Cumulative Health Effects of Sustained Economic Hardship

The relationship between health status and economic status is clear. The poor suffer a greater burden of ills, and the resources to combat these illnesses to which they more likely to fall prey are less plentiful. Most of our information about the effect of socioeconomic status on health has examined such status on a one-time basis, rather than assessing whether persons who are only transiently, cyclically, or chronically in a state of economic deprivation suffer differing health burdens of consequence.

Using information from 1965, 1974, and 1983 collected as part of the Alameda (California) County Study, a prospective study investigating health and function predictors in adults (initial n = 6982), the authors assessed the effect of repetitive economic hardship (defined as < 200% of the federal poverty level). Outcomes measures included difficulties with independent activities of daily living (e.g., cooking, shopping), difficulties in activities of daily living (e.g., walking, dressing, toilet use), and depression.

Persons suffering economic hardship at more than one time period were more than three times as likely to experience decrements in the outcomes measures. There was little evidence that illness had caused economic hardship (i.e., reverse causation). The authors conclude that sustained economic hardship increases the likelihood of physical, psychological, and cognitive dysfunction.

Lynch JW, et al. N Engl J Med 1997; 337:1889-1895.

# Data extract:
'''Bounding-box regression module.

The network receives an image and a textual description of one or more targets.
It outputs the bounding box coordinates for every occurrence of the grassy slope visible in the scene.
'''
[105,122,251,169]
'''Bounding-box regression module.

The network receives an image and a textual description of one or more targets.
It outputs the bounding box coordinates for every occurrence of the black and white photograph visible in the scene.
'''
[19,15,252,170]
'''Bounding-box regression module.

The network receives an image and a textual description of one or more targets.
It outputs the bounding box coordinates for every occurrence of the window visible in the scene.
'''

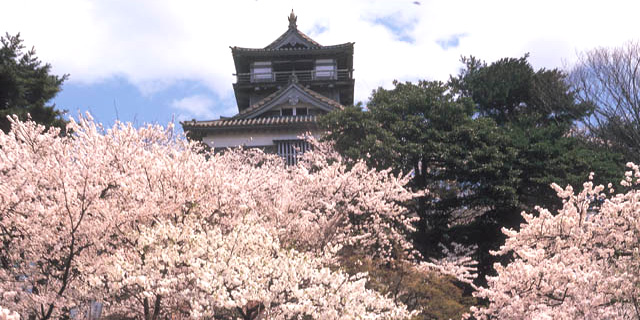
[274,140,311,166]
[314,59,337,79]
[251,61,273,82]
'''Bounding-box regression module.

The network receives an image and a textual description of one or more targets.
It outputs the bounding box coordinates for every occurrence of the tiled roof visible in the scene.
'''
[232,84,344,119]
[181,116,316,130]
[231,42,353,52]
[264,28,322,49]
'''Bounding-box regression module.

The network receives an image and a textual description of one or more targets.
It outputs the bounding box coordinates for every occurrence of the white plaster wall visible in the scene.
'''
[202,130,322,148]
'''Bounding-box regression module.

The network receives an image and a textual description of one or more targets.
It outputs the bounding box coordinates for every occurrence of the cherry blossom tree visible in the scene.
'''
[0,117,456,319]
[473,163,640,319]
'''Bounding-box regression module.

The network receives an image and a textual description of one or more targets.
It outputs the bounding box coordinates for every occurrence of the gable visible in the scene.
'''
[234,83,343,119]
[265,28,321,50]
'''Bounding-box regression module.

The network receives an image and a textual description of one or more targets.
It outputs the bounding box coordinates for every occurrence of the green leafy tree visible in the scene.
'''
[569,40,640,162]
[321,56,623,283]
[0,33,68,132]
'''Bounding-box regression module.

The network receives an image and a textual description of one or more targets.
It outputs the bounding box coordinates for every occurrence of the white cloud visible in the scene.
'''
[170,94,214,120]
[0,0,640,106]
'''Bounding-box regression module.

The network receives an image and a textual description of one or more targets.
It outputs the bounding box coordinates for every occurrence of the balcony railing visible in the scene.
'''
[234,69,353,83]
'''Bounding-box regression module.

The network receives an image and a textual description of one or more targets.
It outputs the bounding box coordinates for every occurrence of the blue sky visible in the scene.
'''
[0,0,640,130]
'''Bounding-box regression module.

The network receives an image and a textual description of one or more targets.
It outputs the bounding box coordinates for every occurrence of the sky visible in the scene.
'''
[0,0,640,126]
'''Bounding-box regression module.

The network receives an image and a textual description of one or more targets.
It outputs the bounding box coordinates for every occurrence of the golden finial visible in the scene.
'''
[289,9,298,29]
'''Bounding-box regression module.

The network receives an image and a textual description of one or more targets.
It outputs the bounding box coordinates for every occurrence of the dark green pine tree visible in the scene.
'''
[321,56,623,283]
[0,33,68,132]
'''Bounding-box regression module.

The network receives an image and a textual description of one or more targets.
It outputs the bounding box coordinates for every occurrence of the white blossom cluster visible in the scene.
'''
[473,163,640,319]
[0,117,456,319]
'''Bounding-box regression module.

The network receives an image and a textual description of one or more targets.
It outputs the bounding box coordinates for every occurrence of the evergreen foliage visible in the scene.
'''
[321,55,624,284]
[0,33,68,132]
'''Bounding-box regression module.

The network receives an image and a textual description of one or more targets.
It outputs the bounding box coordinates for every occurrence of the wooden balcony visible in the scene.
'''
[234,69,353,84]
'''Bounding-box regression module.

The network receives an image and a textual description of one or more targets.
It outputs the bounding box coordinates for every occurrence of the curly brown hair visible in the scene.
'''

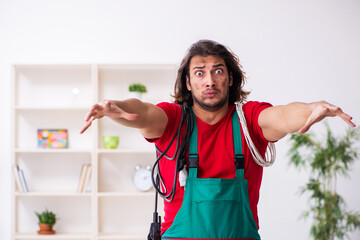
[173,40,250,106]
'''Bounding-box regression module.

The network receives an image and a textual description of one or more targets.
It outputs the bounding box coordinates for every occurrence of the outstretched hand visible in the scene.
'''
[80,101,138,134]
[299,101,355,133]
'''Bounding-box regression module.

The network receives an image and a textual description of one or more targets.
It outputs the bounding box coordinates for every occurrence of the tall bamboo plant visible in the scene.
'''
[289,124,360,240]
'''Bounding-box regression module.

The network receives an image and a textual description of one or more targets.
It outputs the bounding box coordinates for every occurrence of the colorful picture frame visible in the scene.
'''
[37,129,69,149]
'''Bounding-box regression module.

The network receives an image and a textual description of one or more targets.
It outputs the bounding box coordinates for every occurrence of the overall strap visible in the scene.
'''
[189,107,199,178]
[189,108,244,178]
[232,111,245,178]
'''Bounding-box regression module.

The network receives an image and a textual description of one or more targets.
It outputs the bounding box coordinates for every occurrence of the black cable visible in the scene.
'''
[151,105,194,202]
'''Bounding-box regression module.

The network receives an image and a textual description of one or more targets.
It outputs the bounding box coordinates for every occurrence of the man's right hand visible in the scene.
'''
[80,101,138,134]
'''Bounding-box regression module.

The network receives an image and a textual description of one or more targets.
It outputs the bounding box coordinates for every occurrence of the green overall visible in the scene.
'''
[162,111,260,240]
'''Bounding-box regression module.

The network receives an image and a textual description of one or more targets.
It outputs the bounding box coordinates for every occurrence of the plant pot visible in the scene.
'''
[38,223,55,235]
[129,92,142,100]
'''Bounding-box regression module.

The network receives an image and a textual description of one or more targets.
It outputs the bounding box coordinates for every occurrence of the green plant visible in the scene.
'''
[129,83,147,93]
[289,124,360,240]
[35,209,56,225]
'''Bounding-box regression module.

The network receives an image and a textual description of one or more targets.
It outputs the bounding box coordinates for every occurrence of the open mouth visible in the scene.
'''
[204,90,218,98]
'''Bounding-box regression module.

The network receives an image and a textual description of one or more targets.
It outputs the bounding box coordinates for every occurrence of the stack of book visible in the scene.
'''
[13,165,29,193]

# Work to complete:
1) Answer the following from the summary on economic hardship and health:
(a) In which years was the study information collected?
(b) How much more likely were persons with economic hardship at more than one time period to experience decrements in the outcomes measures?
(c) In which journal and year was the study published?
2) Reproduce everything from "Using information from" down to "use), and depression." in the summary on economic hardship and health, substituting "financial hardship" for "economic hardship".

# Task results:
1)
(a) 1965, 1974, and 1983
(b) More than three times as likely
(c) N Engl J Med, 1997

2)
Using information from 1965, 1974, and 1983 collected as part of the Alameda (California) County Study, a prospective study investigating health and function predictors in adults (initial n = 6982), the authors assessed the effect of repetitive financial hardship (defined as < 200% of the federal poverty level). Outcomes measures included difficulties with independent activities of daily living (e.g., cooking, shopping), difficulties in activities of daily living (e.g., walking, dressing, toilet use), and depression.